- Born: Andrew Mark Norfolk 8 January 1965 Canterbury, Kent, England
- Died: 8 May 2025 (aged 60)
- Education: Kent College Ashville College
- Alma mater: Durham University
- Occupation: Newspaper journalist
- Employer: The Times
- Known for: Reporting on the Rotherham child sexual exploitation scandal

= Andrew Norfolk =

British investigative journalist (1965–2025)

Andrew Mark Norfolk (8 January 1965 – 8 May 2025) was a British journalist and chief investigative reporter for The Times. Norfolk became known in 2011 for his reporting on the Rotherham child sexual exploitation scandal and other cases of on-street child grooming. He won both the Paul Foot Award and Orwell Prize for his work, and was named 2014 Journalist of the Year.

==Early life and education==
Norfolk was born on 8 January 1965 in Canterbury, Kent to David Norfolk, a headmaster and Methodist lay preacher, and Olive (née Bellerby).

After attending Kent College, and Ashville College, Harrogate, both independent schools, Norfolk studied English at Durham University, where he was sports editor of Palatinate, the university newspaper. He also represented the university at field hockey and was a substitute in the 1985 University Athletic Union final against Exeter University. A member of Hild Bede College, Norfolk graduated in 1987.

==Career==
After graduating, Norfolk worked as a reporter with the Scarborough Evening News in 1989, where he was a representative for the National Union of Journalists. He became a reporter for the Yorkshire Post in 1995, a reporter for The Times in 2000, north-east correspondent for The Times in 2002, and the newspaper's chief investigative reporter in 2012.

In 2010, Norfolk began investigating the on-street grooming of girls in the Midlands and northern England, largely by British-Pakistani men, and from January 2011 he produced a series of reports that triggered several formal inquiries. He had known about the grooming earlier because Ann Cryer, the MP for Keighley, had publicly raised concerns about the abuse of two girls.

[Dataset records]
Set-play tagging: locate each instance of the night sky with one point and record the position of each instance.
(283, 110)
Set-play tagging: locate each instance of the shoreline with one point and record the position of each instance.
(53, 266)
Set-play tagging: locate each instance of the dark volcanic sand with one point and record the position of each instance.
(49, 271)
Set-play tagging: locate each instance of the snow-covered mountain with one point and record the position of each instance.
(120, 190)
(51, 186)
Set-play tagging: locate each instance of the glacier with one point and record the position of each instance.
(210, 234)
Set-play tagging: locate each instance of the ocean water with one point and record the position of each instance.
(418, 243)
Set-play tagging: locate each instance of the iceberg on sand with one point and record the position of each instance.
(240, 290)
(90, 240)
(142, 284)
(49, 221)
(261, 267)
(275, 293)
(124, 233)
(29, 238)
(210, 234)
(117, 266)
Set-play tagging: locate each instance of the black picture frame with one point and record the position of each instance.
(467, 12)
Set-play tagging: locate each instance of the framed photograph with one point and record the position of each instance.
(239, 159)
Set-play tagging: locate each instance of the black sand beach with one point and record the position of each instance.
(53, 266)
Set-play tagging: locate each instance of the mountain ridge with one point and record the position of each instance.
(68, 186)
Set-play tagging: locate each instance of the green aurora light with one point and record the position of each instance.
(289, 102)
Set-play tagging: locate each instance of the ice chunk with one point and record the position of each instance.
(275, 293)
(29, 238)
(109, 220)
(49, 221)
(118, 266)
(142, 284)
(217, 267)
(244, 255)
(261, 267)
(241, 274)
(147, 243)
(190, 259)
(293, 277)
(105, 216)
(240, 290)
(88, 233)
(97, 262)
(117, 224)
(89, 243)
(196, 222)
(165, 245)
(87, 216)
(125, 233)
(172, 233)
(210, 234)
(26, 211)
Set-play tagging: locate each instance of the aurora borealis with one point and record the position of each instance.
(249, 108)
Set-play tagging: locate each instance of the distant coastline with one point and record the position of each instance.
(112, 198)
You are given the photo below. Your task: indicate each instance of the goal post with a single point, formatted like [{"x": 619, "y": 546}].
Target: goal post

- Work to be completed -
Continue the Andrew Norfolk biography from the point where it stops.

- Exercise answer -
As a result of this work, he won the Paul Foot Award for investigative journalism in February 2013; the judges said his stories had "prompted two government-ordered inquiries, a parliamentary inquiry and a new national action plan on child sexual exploitation". In May that year, he shared the Orwell Prize with Tom Bergin of Reuters, and in December 2014 he was named Journalist of the Year by the British Journalism Awards.

In August 2017, The Times published an article by Norfolk headlined "Christian child forced into Muslim foster care" about a foster placement in the London Borough of Tower Hamlets. The borough council complained to the Independent Press Standards Organisation (IPSO), which ruled that the story was riddled with inaccuracies. IPSO required The Times to run the ruling in the front page of its print edition and in its online edition. Norfolk afterwards said that with hindsight, he would not write the story again.

In November 2024, Norfolk retired after a 24-year career at The Times.

In January 2025, following further news coverage of the child sexual exploitation scandal, Norfolk said publicly that the root causes of grooming gangs had still not been properly examined and criticised how the issue had been hijacked by the far-right.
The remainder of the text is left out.